** Opening Material provided block **
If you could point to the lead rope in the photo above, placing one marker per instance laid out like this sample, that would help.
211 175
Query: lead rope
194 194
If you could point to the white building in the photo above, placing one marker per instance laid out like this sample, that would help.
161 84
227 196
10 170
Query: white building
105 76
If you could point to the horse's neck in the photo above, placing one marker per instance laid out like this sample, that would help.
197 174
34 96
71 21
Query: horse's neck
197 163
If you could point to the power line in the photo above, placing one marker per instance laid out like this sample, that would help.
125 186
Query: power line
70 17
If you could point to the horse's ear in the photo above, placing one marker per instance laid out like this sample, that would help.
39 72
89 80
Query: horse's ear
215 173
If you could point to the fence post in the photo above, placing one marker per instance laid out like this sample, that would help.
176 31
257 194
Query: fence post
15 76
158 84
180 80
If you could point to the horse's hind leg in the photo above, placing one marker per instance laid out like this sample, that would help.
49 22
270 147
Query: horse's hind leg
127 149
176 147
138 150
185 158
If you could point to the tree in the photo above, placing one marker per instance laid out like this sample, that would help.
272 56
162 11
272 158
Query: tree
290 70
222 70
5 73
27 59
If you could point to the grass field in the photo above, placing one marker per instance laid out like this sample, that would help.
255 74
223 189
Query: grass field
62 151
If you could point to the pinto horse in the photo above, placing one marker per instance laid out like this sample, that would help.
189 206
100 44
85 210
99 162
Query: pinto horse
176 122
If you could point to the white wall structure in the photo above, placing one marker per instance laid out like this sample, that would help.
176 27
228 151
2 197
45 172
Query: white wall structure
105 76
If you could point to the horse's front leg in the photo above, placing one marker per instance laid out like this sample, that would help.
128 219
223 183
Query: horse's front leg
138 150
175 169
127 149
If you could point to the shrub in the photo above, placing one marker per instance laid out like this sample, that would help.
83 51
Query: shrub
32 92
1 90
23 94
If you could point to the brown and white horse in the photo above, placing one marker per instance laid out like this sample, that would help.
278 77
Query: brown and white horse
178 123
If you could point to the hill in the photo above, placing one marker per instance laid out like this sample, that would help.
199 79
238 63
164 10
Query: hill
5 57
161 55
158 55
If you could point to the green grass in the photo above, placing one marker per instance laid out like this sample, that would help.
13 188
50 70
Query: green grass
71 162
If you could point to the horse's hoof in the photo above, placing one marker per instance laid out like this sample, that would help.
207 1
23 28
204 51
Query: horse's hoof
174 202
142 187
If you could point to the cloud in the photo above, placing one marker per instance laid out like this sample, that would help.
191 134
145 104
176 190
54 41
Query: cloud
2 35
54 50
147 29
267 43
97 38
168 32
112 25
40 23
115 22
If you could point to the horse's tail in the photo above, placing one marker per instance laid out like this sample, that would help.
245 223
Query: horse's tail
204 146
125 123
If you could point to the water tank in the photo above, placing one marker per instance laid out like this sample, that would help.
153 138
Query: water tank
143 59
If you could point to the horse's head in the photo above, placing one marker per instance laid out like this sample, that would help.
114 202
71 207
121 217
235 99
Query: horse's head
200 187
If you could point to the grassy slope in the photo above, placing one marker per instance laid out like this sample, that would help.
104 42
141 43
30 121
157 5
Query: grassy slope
** Closing Material provided block **
== What to produce ==
Nothing but the lines with "slope" should be returned, copied from the entries above.

== Exercise response ==
If you could point to the grassy slope in the photo above, placing one marker per instance laid out like this sample, that would help.
Query: grassy slope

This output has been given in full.